• **Aufgabe**
Schreiben Sie den Artikel über die Hamburger Volksinitiative gegen Gendersprache im Anschluss an seinen letzten Satz weiter.

© JUNGE FREIHEIT Verlag GmbH & Co. KG www.jungefreiheit.de 03/23 / 13. Januar 2023

Ländersache: Hamburg
Gegen Gaga an der Alster
Christian Schreiber

Die Forderung von Sabine Mertens ist eindeutig: „Schluß mit der Gendersprache in Verwaltung und Bildung“, lautet der Name der von ihr ins Leben gerufenen Volksinitiative in Hamburg. Mertens ist auch Vorstandsmitglied im Verein „Deutsche Sprache“. Die Autorin hatte vor einiger Zeit vor dem Landgericht Hamburg gegen ihren Verlag geklagt, der in einem ihrer Texte aus einem „Zeichner“ ohne sie zu fragen eine „zeichnende Person“ gemacht hatte. Der Verlag lenkte daraufhin ein. 

Aus Mertens’ Sicht setzen Politik, Unternehmen und viele öffentlich-rechtliche Medien das Gendern gegen den Bürgerwillen durch. Und wer wie sie die „Muttersprache“ sprechen wolle, werde „diskreditiert und in die rechte Ecke gestellt“. Als Betroffene spricht sie von einer „ideologisch extremen Propagandasprache“, ja von „quasireligiösem Terror“. Die Politik müsse einen „Schlußstrich ziehen“ und sagen: Gendern sei ein Fehler gewesen, man kehre nun zurück zur „Standardsprache“, lautet ihr Credo.

Gespeicherte Dateneinträge
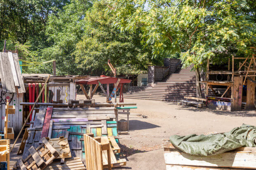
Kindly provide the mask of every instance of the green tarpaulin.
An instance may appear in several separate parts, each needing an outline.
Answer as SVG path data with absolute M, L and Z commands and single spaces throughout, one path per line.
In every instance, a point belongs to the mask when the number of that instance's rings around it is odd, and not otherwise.
M 175 147 L 187 154 L 213 155 L 242 147 L 256 147 L 256 126 L 244 124 L 228 132 L 209 135 L 173 135 L 170 140 Z

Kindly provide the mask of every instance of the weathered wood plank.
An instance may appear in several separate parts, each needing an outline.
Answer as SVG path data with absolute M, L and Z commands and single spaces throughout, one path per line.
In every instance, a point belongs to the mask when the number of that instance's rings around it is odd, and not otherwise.
M 10 52 L 8 52 L 8 58 L 11 66 L 10 68 L 12 71 L 12 74 L 13 77 L 14 86 L 16 87 L 19 87 L 19 82 L 18 79 L 17 73 L 16 72 L 16 69 L 14 64 L 13 57 L 12 57 L 12 53 Z
M 166 164 L 256 168 L 256 152 L 228 152 L 210 156 L 165 152 L 164 156 Z
M 41 138 L 46 137 L 48 136 L 49 128 L 50 125 L 50 120 L 52 117 L 52 113 L 53 107 L 49 106 L 47 108 L 46 113 L 45 117 L 44 122 L 42 131 L 42 135 Z

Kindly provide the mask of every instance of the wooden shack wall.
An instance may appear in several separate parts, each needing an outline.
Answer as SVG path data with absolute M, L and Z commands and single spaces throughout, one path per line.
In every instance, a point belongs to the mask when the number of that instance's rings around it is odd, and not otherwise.
M 51 82 L 51 83 L 57 83 Z M 57 99 L 62 100 L 63 103 L 68 103 L 69 100 L 76 99 L 76 84 L 73 83 L 70 83 L 69 86 L 62 86 L 62 83 L 59 83 L 59 86 L 50 86 L 49 90 L 51 90 L 53 92 L 53 101 L 57 101 Z
M 22 126 L 23 107 L 19 105 L 20 102 L 23 101 L 23 93 L 8 93 L 2 91 L 2 88 L 0 88 L 0 95 L 1 100 L 10 99 L 12 98 L 9 103 L 10 105 L 14 105 L 15 107 L 15 114 L 8 115 L 8 127 L 12 127 L 14 133 L 17 134 Z M 13 97 L 12 97 L 13 95 Z M 0 103 L 3 103 L 2 100 Z M 5 126 L 5 105 L 0 105 L 0 115 L 1 121 L 0 121 L 0 131 L 3 131 Z

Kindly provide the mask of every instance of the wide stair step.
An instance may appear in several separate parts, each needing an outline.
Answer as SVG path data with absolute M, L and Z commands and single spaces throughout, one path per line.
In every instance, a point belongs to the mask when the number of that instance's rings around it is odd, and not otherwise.
M 192 67 L 178 69 L 174 73 L 170 73 L 162 81 L 156 82 L 153 87 L 131 87 L 123 94 L 124 97 L 177 101 L 185 96 L 195 96 L 196 77 L 195 72 L 191 71 Z

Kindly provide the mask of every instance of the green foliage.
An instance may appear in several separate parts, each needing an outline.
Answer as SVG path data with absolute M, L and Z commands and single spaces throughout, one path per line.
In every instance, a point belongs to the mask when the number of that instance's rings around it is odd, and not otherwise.
M 181 53 L 184 65 L 205 66 L 230 54 L 248 55 L 256 44 L 255 4 L 244 0 L 109 0 L 118 16 L 113 25 L 142 32 L 155 56 Z M 223 54 L 224 55 L 223 58 Z
M 116 16 L 106 10 L 107 5 L 104 0 L 96 2 L 86 13 L 85 32 L 75 53 L 78 67 L 83 73 L 99 75 L 110 71 L 107 63 L 110 59 L 118 74 L 147 69 L 147 64 L 152 61 L 151 52 L 143 49 L 139 30 L 121 33 L 112 28 Z

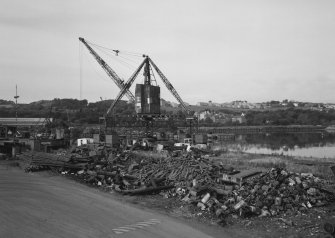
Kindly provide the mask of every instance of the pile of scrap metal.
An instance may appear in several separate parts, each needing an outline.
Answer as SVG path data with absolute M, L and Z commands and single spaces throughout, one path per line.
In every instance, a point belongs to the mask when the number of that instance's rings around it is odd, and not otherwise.
M 182 200 L 196 204 L 201 210 L 212 211 L 218 217 L 229 214 L 275 216 L 306 211 L 334 201 L 333 191 L 327 188 L 326 181 L 312 174 L 289 173 L 278 168 L 258 175 L 256 171 L 242 176 L 224 174 L 220 184 L 222 182 L 231 185 L 221 185 L 218 190 L 195 183 L 183 191 Z
M 123 194 L 178 196 L 218 217 L 273 216 L 323 206 L 334 199 L 333 192 L 326 189 L 327 181 L 312 174 L 278 168 L 240 172 L 202 150 L 178 157 L 147 157 L 101 146 L 78 147 L 71 154 L 32 156 L 31 166 L 57 167 L 62 174 Z

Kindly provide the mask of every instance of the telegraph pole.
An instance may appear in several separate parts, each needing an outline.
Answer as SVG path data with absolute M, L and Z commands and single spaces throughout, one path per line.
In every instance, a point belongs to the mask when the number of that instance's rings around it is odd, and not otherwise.
M 17 85 L 15 85 L 15 122 L 16 122 L 16 130 L 17 130 L 17 99 L 19 98 L 20 96 L 17 95 Z M 15 134 L 16 134 L 16 131 L 15 131 Z
M 16 134 L 17 134 L 17 99 L 19 98 L 19 96 L 17 95 L 17 85 L 15 85 L 15 131 L 13 133 L 13 147 L 12 147 L 12 157 L 15 158 L 16 157 Z

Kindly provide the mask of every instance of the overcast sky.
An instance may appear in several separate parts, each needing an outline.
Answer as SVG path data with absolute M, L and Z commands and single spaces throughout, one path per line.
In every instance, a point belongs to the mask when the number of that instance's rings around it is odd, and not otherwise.
M 13 100 L 15 84 L 20 102 L 115 98 L 81 36 L 148 54 L 192 104 L 335 103 L 333 0 L 1 0 L 0 32 L 0 99 Z M 125 80 L 126 58 L 106 59 Z M 133 60 L 135 69 L 142 59 Z

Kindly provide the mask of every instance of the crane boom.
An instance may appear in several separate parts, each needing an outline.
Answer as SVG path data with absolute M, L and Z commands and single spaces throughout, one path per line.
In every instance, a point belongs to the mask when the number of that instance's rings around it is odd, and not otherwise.
M 86 48 L 89 50 L 89 52 L 93 55 L 95 60 L 100 64 L 100 66 L 105 70 L 105 72 L 108 74 L 108 76 L 115 82 L 115 84 L 122 90 L 125 88 L 125 84 L 123 80 L 115 73 L 115 71 L 95 52 L 92 47 L 85 41 L 84 38 L 79 37 L 79 40 L 86 46 Z M 124 92 L 126 96 L 128 97 L 130 102 L 135 102 L 134 95 L 129 91 L 129 88 L 127 88 Z M 123 95 L 122 95 L 123 96 Z
M 108 114 L 113 110 L 113 108 L 115 107 L 116 103 L 118 103 L 118 101 L 123 97 L 123 95 L 129 91 L 130 86 L 132 85 L 132 83 L 134 82 L 135 78 L 137 77 L 138 73 L 141 71 L 141 69 L 143 68 L 145 62 L 147 59 L 144 59 L 144 61 L 142 62 L 142 64 L 136 69 L 136 71 L 133 73 L 133 75 L 128 79 L 128 81 L 126 82 L 126 84 L 124 85 L 124 87 L 121 89 L 121 91 L 119 92 L 119 94 L 117 95 L 116 99 L 113 101 L 112 105 L 108 108 L 107 112 L 106 112 L 106 116 L 108 116 Z
M 162 73 L 162 71 L 160 71 L 160 69 L 157 67 L 157 65 L 155 65 L 155 63 L 150 58 L 149 58 L 149 61 L 152 64 L 152 66 L 155 68 L 156 72 L 161 77 L 161 79 L 164 82 L 164 84 L 167 87 L 167 89 L 172 93 L 172 95 L 177 99 L 177 101 L 180 103 L 180 105 L 182 105 L 182 107 L 188 113 L 189 109 L 187 108 L 186 104 L 184 103 L 184 101 L 181 99 L 181 97 L 177 93 L 176 89 L 172 86 L 172 84 L 170 83 L 170 81 L 165 77 L 165 75 Z

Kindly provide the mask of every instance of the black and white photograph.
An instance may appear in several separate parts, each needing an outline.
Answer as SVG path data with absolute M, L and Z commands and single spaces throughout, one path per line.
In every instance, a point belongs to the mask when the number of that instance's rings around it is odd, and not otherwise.
M 1 0 L 0 237 L 335 237 L 335 1 Z

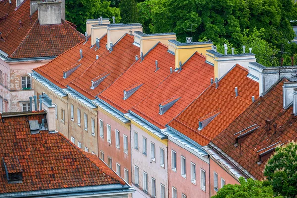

• **Lösung**
Sollte Hamburgs Wahlleiter„grünes Licht“ geben, kann die Initiative ab Anfang Februar in einem ersten Schritt 10.000 Unterschriften sammeln.Mutmaßlich frühestens zur Bürgerschaftswahl im Frühjahr oder Bundestagswahl im Herbst 2025 könnte, sofern weitere formale Hürden genommen wurden, über ein Aus für die Gendersprache bei einer Volksabstimmung abgestimmt werden. Es gibt aber auch die Möglichkeit, daß die Bürgerschaft das Volksbegehren vorher annimmt. 

„Die Abstimmung gewinnen wir – 100 Prozent“, gibt sich Mertens zuversichtlich. Erwartungsgemäß ist das politische Echo gespalten. „Wir lehnen es ab, den Menschen eine grammatikalisch falsche Sprache aufzuzwingen“, meinte der CDU-Fraktionsvorsitzende in der Bürgerschaft, Dennis Thering. Der Senat solle dem Spuk sofort ein Ende setzen. Auch die AfD begrüßt die Volksinitiative und verweist darauf, als einzige Fraktion bereits 2018 – erfolglos – in der Bürgerschaft einen Antrag „gegen den unsinnigen Genderwahnsinn“ vorgelegt zu haben. Es sei daher „heuchlerisch“, wenn nun Union und FDP, die den Antrag der AfD seinerzeit abgelehnt hatten, nun auf den Zug aufsprängen, kritisierte der Fraktionsvizechef und kulturpolitische Sprecher Alexander Wolf. Die stellvertretende Fraktionschefin der Hamburger Grünen, Lena Zagst, sagte dem Hamburg Journal: „Gendersensible Sprache ist durchaus wichtig, weil es darum geht, Frauen und Personen, die sich als nicht binär einordnen, sichtbarer zu machen.“ Die SPD-Abgeordnete Gabi Dobusch glaubt, daßs immer mehr Menschen eine geschlechtssensible Sprache nutzten. Dieses Anliegen teile die SPD.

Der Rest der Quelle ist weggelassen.